Обязательное задание a:
Согласуются ли с фрагментом об Олеге Дале утверждения (i), (ii) и (iii)? Для каждого ответьте «да» или «нет» и приведите точную цитату из фрагмента, на которой держится ответ.
(i) Даль преподавал во ВГИКе с 1 октября 1980 года до 1 марта 1981 года.
(ii) Даля пригласили на курс по рекомендации Владимира Мотыля.
(iii) В конспектах Даля нет ничего зашифрованного.

Фрагмент документа:
# # # # # # #

А ведь Олег Даль был подлинной «звездой»! Многие его работы захватывали настолько, что он становился властителем дум своего поколения. Жалко безумно, что некоторые его киноработы зрители увидели намного позже того времени, когда они родились, а «Женю, Женечку и “катюшу”» Владимира Мотыля до сих пор «хранят» в великой тайне, пустив в прокат лишь на короткое время третьим экраном!
Мы знали, что параллельно с работой в Малом театре он преподает актерское мастерство во ВГИКе. Пошел он туда, видимо, от этой неудовлетворенности. Было это с 1 октября 1980 года до 1 марта 1981.
По рекомендации Л. Марягина, у которого Олег только что отснялся, его пригласили к себе на курс Алов и Наумов.
Остались, на мой взгляд, интереснейшие конспекты подготовки Олега к занятиям со студентами. Естественно, в этих конспектах многое зашифровано, а то, что поддается расшифровке порой, и в основном даже, противоречиво, полемично, спорно, как у любого художника. Но меня прежде всего поразил сам факт составления конспектов, что говорит о глубокой внутренней ответственности Олега перед любой работой, какой-то несовременной ответственности. Это свидетельствует о том, что Олег много, долго продумывал каждое занятие со студентами, вырабатывая свою индивидуальную методологию.
Но несмотря ни на что, Даль до последней минуты своей жизни продолжал любить репетиции, любить творческий процесс. Он словно прятался в это время от своей потерянности, упаднического настроения. Во время репетиции его талант побеждал, он становился неистовым и трогательным творцом.

# # # # # # #

Предоставленный листинг:
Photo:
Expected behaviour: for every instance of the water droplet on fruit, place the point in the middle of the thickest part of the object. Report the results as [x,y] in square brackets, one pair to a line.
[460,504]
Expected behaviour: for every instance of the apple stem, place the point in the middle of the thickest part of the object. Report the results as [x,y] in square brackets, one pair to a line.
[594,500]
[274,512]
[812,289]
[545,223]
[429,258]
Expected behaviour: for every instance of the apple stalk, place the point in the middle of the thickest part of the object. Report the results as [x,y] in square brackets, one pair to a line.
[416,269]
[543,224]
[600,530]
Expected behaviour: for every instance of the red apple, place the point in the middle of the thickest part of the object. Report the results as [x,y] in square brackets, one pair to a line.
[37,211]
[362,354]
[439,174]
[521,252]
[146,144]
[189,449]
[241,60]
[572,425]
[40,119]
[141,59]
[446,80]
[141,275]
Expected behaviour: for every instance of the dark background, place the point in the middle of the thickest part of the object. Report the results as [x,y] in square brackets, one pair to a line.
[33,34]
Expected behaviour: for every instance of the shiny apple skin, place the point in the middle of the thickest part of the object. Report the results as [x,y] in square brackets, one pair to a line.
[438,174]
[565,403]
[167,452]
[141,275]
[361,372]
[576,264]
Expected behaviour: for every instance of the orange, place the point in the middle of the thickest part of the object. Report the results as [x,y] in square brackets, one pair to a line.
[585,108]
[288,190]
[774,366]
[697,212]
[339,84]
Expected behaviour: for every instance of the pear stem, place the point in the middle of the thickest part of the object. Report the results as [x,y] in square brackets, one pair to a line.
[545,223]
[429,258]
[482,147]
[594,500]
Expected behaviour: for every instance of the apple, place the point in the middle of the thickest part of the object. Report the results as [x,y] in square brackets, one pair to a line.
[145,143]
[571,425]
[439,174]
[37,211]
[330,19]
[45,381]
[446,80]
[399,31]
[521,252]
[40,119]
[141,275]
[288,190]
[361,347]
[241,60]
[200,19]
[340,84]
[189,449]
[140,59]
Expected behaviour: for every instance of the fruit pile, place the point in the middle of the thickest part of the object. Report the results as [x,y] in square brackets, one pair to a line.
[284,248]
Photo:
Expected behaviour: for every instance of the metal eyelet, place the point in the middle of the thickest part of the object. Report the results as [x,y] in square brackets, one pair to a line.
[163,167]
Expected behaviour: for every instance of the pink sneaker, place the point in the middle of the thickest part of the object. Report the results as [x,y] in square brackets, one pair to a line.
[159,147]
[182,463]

# # # # # # #

Обязательное задание b: Представьте в виде таблицы Markdown со столбцами «№» и «Строка» строки листинга, начиная со строки, содержащей «Expected behaviour: for every instance of the apple, place», и заканчивая последней строкой листинга, без пустых строк.

Ответ на задание a:
(i) Да: «Было это с 1 октября 1980 года до 1 марта 1981.»
(ii) Нет: «По рекомендации Л. Марягина, у которого Олег только что отснялся, его пригласили к себе на курс Алов и Наумов.»
(iii) Нет: «Естественно, в этих конспектах многое зашифровано».

Ответ на задание b:
| № | Строка |
|---|---|
| 1 | Expected behaviour: for every instance of the apple, place the point in the middle of the thickest part of the object. Report the results as [x,y] in square brackets, one pair to a line. |
| 2 | [145,143] |
| 3 | [571,425] |
| 4 | [439,174] |
| 5 | [37,211] |
| 6 | [330,19] |
| 7 | [45,381] |
| 8 | [446,80] |
| 9 | [399,31] |
| 10 | [521,252] |
| 11 | [40,119] |
| 12 | [141,275] |
| 13 | [288,190] |
| 14 | [361,347] |
| 15 | [241,60] |
| 16 | [200,19] |
| 17 | [340,84] |
| 18 | [189,449] |
| 19 | [140,59] |
| 20 | Expected behaviour: for every instance of the fruit pile, place the point in the middle of the thickest part of the object. Report the results as [x,y] in square brackets, one pair to a line. |
| 21 | [284,248] |
| 22 | Photo: |
| 23 | Expected behaviour: for every instance of the metal eyelet, place the point in the middle of the thickest part of the object. Report the results as [x,y] in square brackets, one pair to a line. |
| 24 | [163,167] |
| 25 | Expected behaviour: for every instance of the pink sneaker, place the point in the middle of the thickest part of the object. Report the results as [x,y] in square brackets, one pair to a line. |
| 26 | [159,147] |
| 27 | [182,463] |